INFORMATION SUPPLIED
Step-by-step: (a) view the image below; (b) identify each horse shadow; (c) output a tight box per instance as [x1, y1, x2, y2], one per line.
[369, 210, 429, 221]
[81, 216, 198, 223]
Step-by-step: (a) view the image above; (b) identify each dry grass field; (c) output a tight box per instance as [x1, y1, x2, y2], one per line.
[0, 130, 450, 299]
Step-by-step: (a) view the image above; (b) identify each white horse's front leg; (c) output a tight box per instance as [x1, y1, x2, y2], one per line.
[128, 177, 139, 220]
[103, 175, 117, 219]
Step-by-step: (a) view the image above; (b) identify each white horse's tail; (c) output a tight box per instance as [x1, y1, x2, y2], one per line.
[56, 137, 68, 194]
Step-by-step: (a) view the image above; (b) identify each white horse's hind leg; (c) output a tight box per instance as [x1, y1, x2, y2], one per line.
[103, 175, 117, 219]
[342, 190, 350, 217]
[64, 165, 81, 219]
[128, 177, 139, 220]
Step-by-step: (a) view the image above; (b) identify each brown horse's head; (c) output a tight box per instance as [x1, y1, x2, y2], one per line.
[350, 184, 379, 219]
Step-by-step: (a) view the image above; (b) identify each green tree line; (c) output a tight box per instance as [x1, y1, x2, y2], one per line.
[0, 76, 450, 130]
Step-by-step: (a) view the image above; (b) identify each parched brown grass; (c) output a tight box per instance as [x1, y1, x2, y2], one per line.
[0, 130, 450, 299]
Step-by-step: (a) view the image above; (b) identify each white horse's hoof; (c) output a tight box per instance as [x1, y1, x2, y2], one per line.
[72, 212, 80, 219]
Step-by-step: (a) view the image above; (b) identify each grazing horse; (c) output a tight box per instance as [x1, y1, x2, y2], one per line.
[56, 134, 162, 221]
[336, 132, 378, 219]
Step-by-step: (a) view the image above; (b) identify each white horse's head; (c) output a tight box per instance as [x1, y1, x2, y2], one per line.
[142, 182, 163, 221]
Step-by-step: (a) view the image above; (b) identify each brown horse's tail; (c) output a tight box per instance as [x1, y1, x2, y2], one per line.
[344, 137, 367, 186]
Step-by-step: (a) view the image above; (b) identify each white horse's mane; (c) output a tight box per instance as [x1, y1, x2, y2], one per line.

EXERCISE
Copy out all the records again, putting "bounding box" wherever "tight box" appears and leaving everything else as it is.

EXPECTED OUTPUT
Step-by-step: (a) view the image below; (b) identify each horse shadow; (c) output a bounding box per instance as [x1, y1, x2, y2], one per line.
[369, 210, 429, 221]
[81, 216, 198, 223]
Step-by-step: (a) view the image above; (b) identify each dry grass field; (c) output a bounding box per instance as [x1, y1, x2, y2], one per line.
[0, 130, 450, 299]
Step-by-step: (a) view the image above; (b) identify each white horse's front leg; (c) output a bounding box per instance as [x1, y1, x2, y2], one per line.
[128, 177, 139, 220]
[103, 175, 117, 219]
Step-by-step: (a) view the image above; (b) identify each white horse's tail; (c) output a bounding box per instance as [x1, y1, x2, y2], one per line.
[56, 137, 68, 194]
Step-by-step: (a) view the image above; (b) identify each white horse's hind leg; (c) output a bounding box per instance as [x1, y1, x2, y2], one per line.
[103, 175, 117, 219]
[342, 190, 350, 217]
[64, 165, 81, 219]
[128, 177, 139, 220]
Step-by-step: (a) view the image above; (b) identify each brown horse's head; (c) output a bounding box per instance as [x1, y1, x2, y2], one per line.
[350, 184, 379, 219]
Step-by-step: (a) view the image above; (b) identify each green tree line; (c) output a bounding box per instance as [x1, y1, x2, y2], one per line.
[0, 76, 450, 130]
Step-by-step: (a) view the image above; (b) identify each parched brown grass; (c) output a bounding box per instance as [x1, y1, x2, y2], one per line.
[0, 130, 450, 299]
Step-by-step: (a) view the image above; (b) identify each white horse's hoof; (c) output a bounding box per instance as [x1, y1, x2, y2], one per line.
[72, 212, 80, 219]
Step-by-step: (a) view the image above; (b) identify each grazing horse; (c) output a bounding box per instance as [x1, y1, x2, y2], one per line.
[56, 134, 162, 221]
[336, 132, 378, 219]
Step-by-step: (a) view the image above; (b) identify each white horse's head; (c) output a bounding box per instance as [x1, y1, x2, y2], one per line.
[142, 182, 163, 221]
Step-by-step: (a) view the image above; (b) identify each brown horse's tail; (c) output a bounding box per instance as [x1, y1, x2, y2], one per line.
[344, 137, 367, 186]
Step-by-step: (a) view the image above; (b) identify each white horse's mane; (c) output a bounding box per instance as [x1, y1, x2, y2], one per line.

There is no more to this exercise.